---------- Извлечённый текст ----------

Меж тем, «дискурс» как термин подразумевает, что знание или эстетические стандарты, выполняя роль авторитета (претендуя на истину или красоту), не являются политически нейтральными, а образуют формы власти. Они воздействуют на реальную жизнь. Отрицая упрощенное представление о причинности (понятия, также ориентированного на порождение воздействий), ученые, ограничивающиеся интерпретацией, выполняют важную интеллектуальную задачу. Но разворачивая понятие дискурса, они приглашают возражения (или неправильные истолкования) со стороны историков, для которых генеративные допущения являются орудиями ремесла 70. Приглашение к неверному прочтению вызвано здесь и уровнем амбиций. Зачем выстраивать дискурсивные схемы, если ими ничего не решается — но как же, в самом деле, может ничего не решаться, если речь идет о дискурсе?
До Фуко
Усвоение культурологического подхода историками, работающими в России, на Западе, или и здесь, и там — не просто отражение факта распада СССР или продукт новейшего западного мышления. Постсоветские издатели начали поток переводов, знакомящих читателя с недоступной в советское время современной философией и культурной теорией, однако анализ знаковых систем вырос из отечественной традиции не в меньшей степени, чем из приобредших внезапное влияние иностранных теорий. Здесь произошла скорее конвергенция, чем обращение в новую религию. Русская формальная школа 1920-х годов, сосредоточенная на анализе текста, рассматривала и взаимоотношения между текстом и социальным контекстом. Роман Якобсон (1896-1982), сначала в Москве и затем в Праге, начал применять соссюровскую лингвистическую модель к сфере культуры 71. С концом сталинского режима опять стали возможны теоретические инновации.

----------

• [Задания]:
#1 Переведите на английский язык предложение из текста о дискурсе и культурологическом подходе: «Здесь произошла скорее конвергенция, чем обращение в новую религию.»
#2 Продолжите текст о дискурсе и культурологическом подходе с последнего приведённого в нём предложения.
Пункты, приведённые после текста, для работы не нужны.

---------- Предоставленные материалы ----------

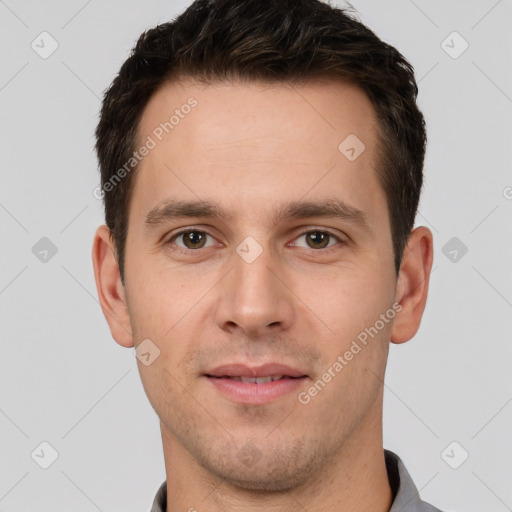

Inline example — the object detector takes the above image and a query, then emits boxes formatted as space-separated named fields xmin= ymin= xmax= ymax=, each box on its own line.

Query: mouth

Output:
xmin=204 ymin=363 xmax=309 ymax=405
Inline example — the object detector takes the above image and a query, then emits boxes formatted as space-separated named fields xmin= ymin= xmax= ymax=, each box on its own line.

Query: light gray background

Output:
xmin=0 ymin=0 xmax=512 ymax=512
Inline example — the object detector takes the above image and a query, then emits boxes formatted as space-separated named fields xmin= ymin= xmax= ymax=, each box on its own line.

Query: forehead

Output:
xmin=134 ymin=75 xmax=385 ymax=226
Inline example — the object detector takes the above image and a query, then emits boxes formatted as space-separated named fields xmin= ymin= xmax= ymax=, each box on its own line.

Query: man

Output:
xmin=93 ymin=0 xmax=437 ymax=512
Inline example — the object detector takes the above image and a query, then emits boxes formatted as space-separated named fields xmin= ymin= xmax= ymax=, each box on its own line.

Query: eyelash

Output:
xmin=165 ymin=227 xmax=345 ymax=254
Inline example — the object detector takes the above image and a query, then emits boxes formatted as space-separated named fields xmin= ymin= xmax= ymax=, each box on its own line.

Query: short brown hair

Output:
xmin=96 ymin=0 xmax=427 ymax=284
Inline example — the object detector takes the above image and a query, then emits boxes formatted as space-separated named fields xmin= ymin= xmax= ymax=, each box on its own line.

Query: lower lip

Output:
xmin=206 ymin=377 xmax=307 ymax=405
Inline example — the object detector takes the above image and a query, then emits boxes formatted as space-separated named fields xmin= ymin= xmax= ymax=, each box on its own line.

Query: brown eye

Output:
xmin=292 ymin=229 xmax=342 ymax=249
xmin=306 ymin=231 xmax=331 ymax=249
xmin=169 ymin=229 xmax=212 ymax=250
xmin=181 ymin=231 xmax=206 ymax=249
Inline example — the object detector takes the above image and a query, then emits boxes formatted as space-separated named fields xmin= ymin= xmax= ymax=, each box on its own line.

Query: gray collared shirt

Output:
xmin=150 ymin=450 xmax=441 ymax=512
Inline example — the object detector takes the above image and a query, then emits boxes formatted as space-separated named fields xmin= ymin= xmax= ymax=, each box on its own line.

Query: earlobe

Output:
xmin=390 ymin=226 xmax=433 ymax=343
xmin=92 ymin=225 xmax=134 ymax=347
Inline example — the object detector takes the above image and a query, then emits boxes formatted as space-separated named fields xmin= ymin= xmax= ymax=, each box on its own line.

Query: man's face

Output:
xmin=125 ymin=81 xmax=396 ymax=490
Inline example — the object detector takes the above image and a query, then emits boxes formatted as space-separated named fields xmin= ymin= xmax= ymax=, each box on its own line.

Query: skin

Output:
xmin=93 ymin=80 xmax=433 ymax=512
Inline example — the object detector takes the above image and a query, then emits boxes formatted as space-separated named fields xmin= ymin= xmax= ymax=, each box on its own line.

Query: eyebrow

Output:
xmin=144 ymin=198 xmax=370 ymax=231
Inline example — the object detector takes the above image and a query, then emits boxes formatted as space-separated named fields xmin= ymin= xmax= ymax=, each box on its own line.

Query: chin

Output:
xmin=195 ymin=445 xmax=323 ymax=493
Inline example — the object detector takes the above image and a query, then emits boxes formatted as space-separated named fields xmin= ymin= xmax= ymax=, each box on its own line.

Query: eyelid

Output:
xmin=288 ymin=226 xmax=347 ymax=253
xmin=164 ymin=226 xmax=347 ymax=253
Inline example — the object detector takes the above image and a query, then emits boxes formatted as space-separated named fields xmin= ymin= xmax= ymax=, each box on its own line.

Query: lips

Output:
xmin=204 ymin=363 xmax=309 ymax=405
xmin=206 ymin=363 xmax=307 ymax=384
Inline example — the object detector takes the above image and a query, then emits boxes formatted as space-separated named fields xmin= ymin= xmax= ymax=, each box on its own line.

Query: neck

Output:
xmin=161 ymin=400 xmax=393 ymax=512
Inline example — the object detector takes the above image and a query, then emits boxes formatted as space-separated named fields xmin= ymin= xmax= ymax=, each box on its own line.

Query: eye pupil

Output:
xmin=306 ymin=231 xmax=329 ymax=248
xmin=183 ymin=231 xmax=205 ymax=249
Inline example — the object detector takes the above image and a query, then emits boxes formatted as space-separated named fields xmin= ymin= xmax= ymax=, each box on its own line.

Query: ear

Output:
xmin=92 ymin=225 xmax=133 ymax=347
xmin=390 ymin=226 xmax=434 ymax=343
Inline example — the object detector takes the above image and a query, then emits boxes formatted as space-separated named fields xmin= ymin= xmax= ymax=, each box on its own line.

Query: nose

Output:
xmin=215 ymin=240 xmax=294 ymax=339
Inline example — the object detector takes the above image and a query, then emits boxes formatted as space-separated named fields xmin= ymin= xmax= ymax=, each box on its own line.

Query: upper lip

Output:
xmin=205 ymin=363 xmax=307 ymax=377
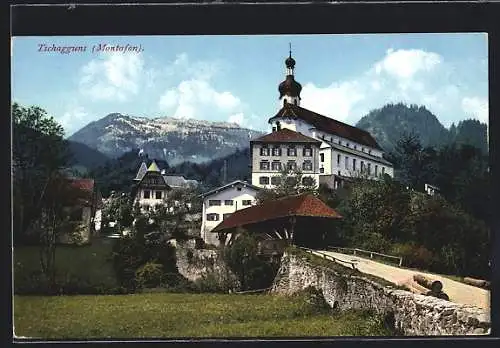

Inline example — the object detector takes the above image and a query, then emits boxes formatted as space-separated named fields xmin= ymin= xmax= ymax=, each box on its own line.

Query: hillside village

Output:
xmin=14 ymin=51 xmax=490 ymax=333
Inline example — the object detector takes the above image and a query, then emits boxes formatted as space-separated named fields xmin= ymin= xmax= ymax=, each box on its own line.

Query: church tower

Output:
xmin=278 ymin=45 xmax=302 ymax=106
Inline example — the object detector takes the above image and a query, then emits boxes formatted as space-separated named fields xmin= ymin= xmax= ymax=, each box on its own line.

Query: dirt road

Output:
xmin=314 ymin=251 xmax=490 ymax=309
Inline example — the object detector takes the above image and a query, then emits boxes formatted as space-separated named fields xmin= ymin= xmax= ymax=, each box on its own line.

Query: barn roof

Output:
xmin=212 ymin=194 xmax=342 ymax=232
xmin=269 ymin=103 xmax=382 ymax=150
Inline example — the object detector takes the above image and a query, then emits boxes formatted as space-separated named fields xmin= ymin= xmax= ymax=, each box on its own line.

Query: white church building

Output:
xmin=252 ymin=51 xmax=394 ymax=188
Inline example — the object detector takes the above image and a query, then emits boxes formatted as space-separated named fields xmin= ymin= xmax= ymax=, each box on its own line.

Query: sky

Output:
xmin=11 ymin=33 xmax=488 ymax=136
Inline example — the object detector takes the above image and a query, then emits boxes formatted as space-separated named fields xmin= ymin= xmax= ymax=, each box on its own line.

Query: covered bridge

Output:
xmin=212 ymin=194 xmax=342 ymax=252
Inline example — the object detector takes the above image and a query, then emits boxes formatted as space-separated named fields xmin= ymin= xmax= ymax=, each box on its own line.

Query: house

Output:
xmin=161 ymin=170 xmax=199 ymax=189
xmin=268 ymin=52 xmax=394 ymax=187
xmin=424 ymin=184 xmax=439 ymax=196
xmin=211 ymin=194 xmax=342 ymax=254
xmin=59 ymin=178 xmax=103 ymax=244
xmin=250 ymin=128 xmax=321 ymax=188
xmin=133 ymin=161 xmax=172 ymax=211
xmin=201 ymin=180 xmax=259 ymax=245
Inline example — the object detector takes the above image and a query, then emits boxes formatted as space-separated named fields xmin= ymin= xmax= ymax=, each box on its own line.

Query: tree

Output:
xmin=36 ymin=174 xmax=89 ymax=290
xmin=12 ymin=103 xmax=70 ymax=242
xmin=391 ymin=134 xmax=437 ymax=191
xmin=256 ymin=169 xmax=318 ymax=204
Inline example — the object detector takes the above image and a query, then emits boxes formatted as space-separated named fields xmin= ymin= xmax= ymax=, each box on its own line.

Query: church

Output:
xmin=250 ymin=50 xmax=394 ymax=188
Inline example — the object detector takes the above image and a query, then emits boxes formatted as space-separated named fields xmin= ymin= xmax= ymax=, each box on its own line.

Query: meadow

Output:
xmin=14 ymin=293 xmax=391 ymax=339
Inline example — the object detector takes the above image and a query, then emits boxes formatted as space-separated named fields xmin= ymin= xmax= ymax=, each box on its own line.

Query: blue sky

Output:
xmin=12 ymin=33 xmax=488 ymax=136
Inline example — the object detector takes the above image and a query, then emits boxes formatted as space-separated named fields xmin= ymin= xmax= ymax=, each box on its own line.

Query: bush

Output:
xmin=294 ymin=286 xmax=332 ymax=316
xmin=392 ymin=243 xmax=436 ymax=270
xmin=135 ymin=262 xmax=163 ymax=288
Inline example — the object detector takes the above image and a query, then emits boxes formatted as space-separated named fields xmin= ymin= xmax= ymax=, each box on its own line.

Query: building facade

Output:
xmin=250 ymin=128 xmax=321 ymax=188
xmin=201 ymin=180 xmax=259 ymax=245
xmin=134 ymin=161 xmax=171 ymax=211
xmin=266 ymin=53 xmax=394 ymax=187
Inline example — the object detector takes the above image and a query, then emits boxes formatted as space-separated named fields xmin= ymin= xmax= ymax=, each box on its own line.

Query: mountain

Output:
xmin=90 ymin=147 xmax=251 ymax=197
xmin=450 ymin=120 xmax=488 ymax=153
xmin=356 ymin=103 xmax=450 ymax=152
xmin=69 ymin=113 xmax=263 ymax=165
xmin=68 ymin=140 xmax=110 ymax=169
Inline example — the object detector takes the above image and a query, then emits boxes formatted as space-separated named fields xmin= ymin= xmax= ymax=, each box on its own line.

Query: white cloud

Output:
xmin=462 ymin=97 xmax=488 ymax=124
xmin=227 ymin=112 xmax=245 ymax=126
xmin=374 ymin=49 xmax=442 ymax=79
xmin=301 ymin=81 xmax=365 ymax=120
xmin=301 ymin=49 xmax=488 ymax=127
xmin=158 ymin=53 xmax=244 ymax=119
xmin=58 ymin=100 xmax=90 ymax=136
xmin=79 ymin=53 xmax=146 ymax=102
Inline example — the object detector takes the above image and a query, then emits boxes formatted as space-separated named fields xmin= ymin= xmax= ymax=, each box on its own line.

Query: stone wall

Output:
xmin=272 ymin=253 xmax=491 ymax=336
xmin=176 ymin=240 xmax=238 ymax=289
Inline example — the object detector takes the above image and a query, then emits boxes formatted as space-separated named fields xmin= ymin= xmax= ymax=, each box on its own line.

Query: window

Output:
xmin=207 ymin=213 xmax=219 ymax=221
xmin=69 ymin=208 xmax=83 ymax=221
xmin=302 ymin=160 xmax=312 ymax=170
xmin=271 ymin=176 xmax=281 ymax=185
xmin=287 ymin=147 xmax=297 ymax=156
xmin=302 ymin=176 xmax=313 ymax=186
xmin=259 ymin=176 xmax=269 ymax=185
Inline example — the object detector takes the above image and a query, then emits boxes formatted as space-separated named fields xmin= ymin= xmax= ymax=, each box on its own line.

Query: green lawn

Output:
xmin=13 ymin=238 xmax=117 ymax=287
xmin=14 ymin=293 xmax=390 ymax=339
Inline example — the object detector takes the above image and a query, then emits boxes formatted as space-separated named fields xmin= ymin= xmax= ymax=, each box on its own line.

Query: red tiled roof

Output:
xmin=269 ymin=103 xmax=382 ymax=150
xmin=212 ymin=194 xmax=342 ymax=232
xmin=71 ymin=179 xmax=94 ymax=192
xmin=251 ymin=128 xmax=321 ymax=143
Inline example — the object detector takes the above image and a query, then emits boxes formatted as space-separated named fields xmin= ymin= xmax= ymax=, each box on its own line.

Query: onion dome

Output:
xmin=278 ymin=75 xmax=302 ymax=99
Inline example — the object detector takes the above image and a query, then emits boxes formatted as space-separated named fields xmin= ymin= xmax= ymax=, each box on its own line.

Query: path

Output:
xmin=317 ymin=250 xmax=490 ymax=310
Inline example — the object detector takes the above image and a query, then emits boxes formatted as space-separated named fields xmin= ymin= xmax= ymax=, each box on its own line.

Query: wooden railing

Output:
xmin=327 ymin=246 xmax=403 ymax=267
xmin=298 ymin=247 xmax=356 ymax=269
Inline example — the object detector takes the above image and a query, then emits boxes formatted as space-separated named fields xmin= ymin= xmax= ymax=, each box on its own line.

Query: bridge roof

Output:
xmin=212 ymin=194 xmax=342 ymax=232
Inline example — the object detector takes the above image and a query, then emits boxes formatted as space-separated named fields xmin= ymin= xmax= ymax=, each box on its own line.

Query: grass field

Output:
xmin=13 ymin=238 xmax=117 ymax=287
xmin=14 ymin=293 xmax=390 ymax=339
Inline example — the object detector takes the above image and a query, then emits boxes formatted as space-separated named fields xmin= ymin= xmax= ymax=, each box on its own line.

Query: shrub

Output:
xmin=135 ymin=262 xmax=163 ymax=288
xmin=294 ymin=286 xmax=332 ymax=316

----------

• [Ответы к заданиям]:
#1 What took place here was convergence rather than conversion to a new religion.

#2
Если верить в «информационную революцию» как один из элементов, вызвавших падение Советского государства, то события 1991 года предстанут не причиной интеллектуальных перемен (пусть они и изменили идеологический ландшафт радикальным образом), но их следствием. Лингвистические и структуралистские источники — те самые, что способствовали появлению культурной антропологии, а затем дискурсивной теории и деконструкции в Европе — начали проникать в советское литературоведение в конце 1950-х, когда в журналах появились первые статьи по структурной лингвистике, привязанные к теории информации 72. Престиж математики и теоретической физики (поддерживаемых советским истеблишментом — по идеологическим соображениям — как вершина материалистической науки, и — по практическим — как ключ к технологическому успеху) облегчил прохождение гуманитарной тематики, включавшей ссылки на квантовую механику и лингвистические модели 73.
В начале 1970-х в советских журналах начали мелькать имена ведущих фигур современной лингвистики и теории культуры: Соссюра, Клода Леви-Стросса, Ноама Хомского, Якобсона, Жака Лакана, Фуко и Жака Деррида 74. Первый русский перевод Фуко появился в 1977 году 75. Других, однако, не последовало до 1991 года, когда поднялась нынешняя волна изданий 76. Впрочем, русские уже сами занялись дискурсом. Юрий Лотман и его коллеги из Тарту (Эстония), где он начал преподавать в 1950 году, разработали собственный вариант структурно-семиотического анализа. Первый симпозиум по знаковым системам прошел в 1962 году 77. Первое изложение методологических принципов Тартуской школы увидело свет в 1964 году 78. Перенесение анализа с текста на культуру-как-текст позволило тартуским семиотикам переходить от продукта к производству и обратно, обходя стороной род социологии, дискредитированный неуклюжими марксистскими построениями 79.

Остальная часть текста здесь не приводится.